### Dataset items
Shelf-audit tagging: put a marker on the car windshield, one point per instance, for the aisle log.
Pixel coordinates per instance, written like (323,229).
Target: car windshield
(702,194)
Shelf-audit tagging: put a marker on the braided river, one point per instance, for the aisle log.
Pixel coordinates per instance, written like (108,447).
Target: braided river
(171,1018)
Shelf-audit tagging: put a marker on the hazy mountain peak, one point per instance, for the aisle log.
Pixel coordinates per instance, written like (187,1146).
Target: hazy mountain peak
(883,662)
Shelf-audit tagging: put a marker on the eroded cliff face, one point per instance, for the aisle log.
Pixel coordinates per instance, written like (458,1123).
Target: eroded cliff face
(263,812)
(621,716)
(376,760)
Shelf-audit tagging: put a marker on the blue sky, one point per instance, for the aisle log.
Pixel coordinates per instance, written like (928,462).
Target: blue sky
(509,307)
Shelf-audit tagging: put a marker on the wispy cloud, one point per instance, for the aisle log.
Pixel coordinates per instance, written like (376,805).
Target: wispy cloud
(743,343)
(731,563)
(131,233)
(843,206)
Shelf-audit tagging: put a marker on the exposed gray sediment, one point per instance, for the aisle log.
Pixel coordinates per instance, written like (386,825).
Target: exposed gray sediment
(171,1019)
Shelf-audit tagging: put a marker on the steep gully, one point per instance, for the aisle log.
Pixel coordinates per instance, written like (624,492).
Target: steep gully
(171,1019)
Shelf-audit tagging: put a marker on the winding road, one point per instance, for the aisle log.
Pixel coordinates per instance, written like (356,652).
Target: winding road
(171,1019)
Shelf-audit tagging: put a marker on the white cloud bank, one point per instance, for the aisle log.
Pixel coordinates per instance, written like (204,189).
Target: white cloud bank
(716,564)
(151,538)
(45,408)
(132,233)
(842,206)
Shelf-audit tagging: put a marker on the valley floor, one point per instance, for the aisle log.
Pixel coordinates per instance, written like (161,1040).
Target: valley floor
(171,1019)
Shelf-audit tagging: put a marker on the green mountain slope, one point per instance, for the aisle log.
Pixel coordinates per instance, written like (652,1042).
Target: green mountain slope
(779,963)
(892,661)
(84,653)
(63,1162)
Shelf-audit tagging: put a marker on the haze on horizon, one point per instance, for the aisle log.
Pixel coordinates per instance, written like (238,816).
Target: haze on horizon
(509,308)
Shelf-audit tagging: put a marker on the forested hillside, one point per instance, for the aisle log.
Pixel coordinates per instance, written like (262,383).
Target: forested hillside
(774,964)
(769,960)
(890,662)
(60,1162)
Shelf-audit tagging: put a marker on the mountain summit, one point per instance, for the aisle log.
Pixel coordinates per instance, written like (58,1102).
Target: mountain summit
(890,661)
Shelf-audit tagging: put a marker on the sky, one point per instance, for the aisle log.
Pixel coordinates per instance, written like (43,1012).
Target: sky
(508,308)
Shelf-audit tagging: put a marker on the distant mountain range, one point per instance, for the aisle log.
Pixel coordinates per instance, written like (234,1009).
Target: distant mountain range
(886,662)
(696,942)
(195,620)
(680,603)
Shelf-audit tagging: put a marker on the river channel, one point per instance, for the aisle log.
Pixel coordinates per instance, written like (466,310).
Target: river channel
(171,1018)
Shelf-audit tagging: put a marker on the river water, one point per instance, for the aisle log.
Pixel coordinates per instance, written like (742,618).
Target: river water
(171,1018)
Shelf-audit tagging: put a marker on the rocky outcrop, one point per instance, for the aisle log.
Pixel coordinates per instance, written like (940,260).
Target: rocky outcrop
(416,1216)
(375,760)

### Problem requirements
Each line from the one containing "Shelf-audit tagging: put a marker on the river channel, one" to the last line above must be returned exactly, and no line outside that range.

### Response for this exercise
Shelf-audit tagging: put a marker on the river channel, one point per instance, for the aisle log.
Pixel coordinates per instance, written like (466,310).
Target: river channel
(171,1018)
Shelf-audit tagging: put a marker on the river water, one point per instance, for the aisle log.
Pixel coordinates per instance, written like (742,618).
Target: river water
(171,1018)
Shelf-audit tagging: put a marker on the rocky outcrop, one point per instance, for the aisle log.
Pixel coordinates per instance, written like (940,260).
Target: rocky outcrop
(416,1216)
(375,760)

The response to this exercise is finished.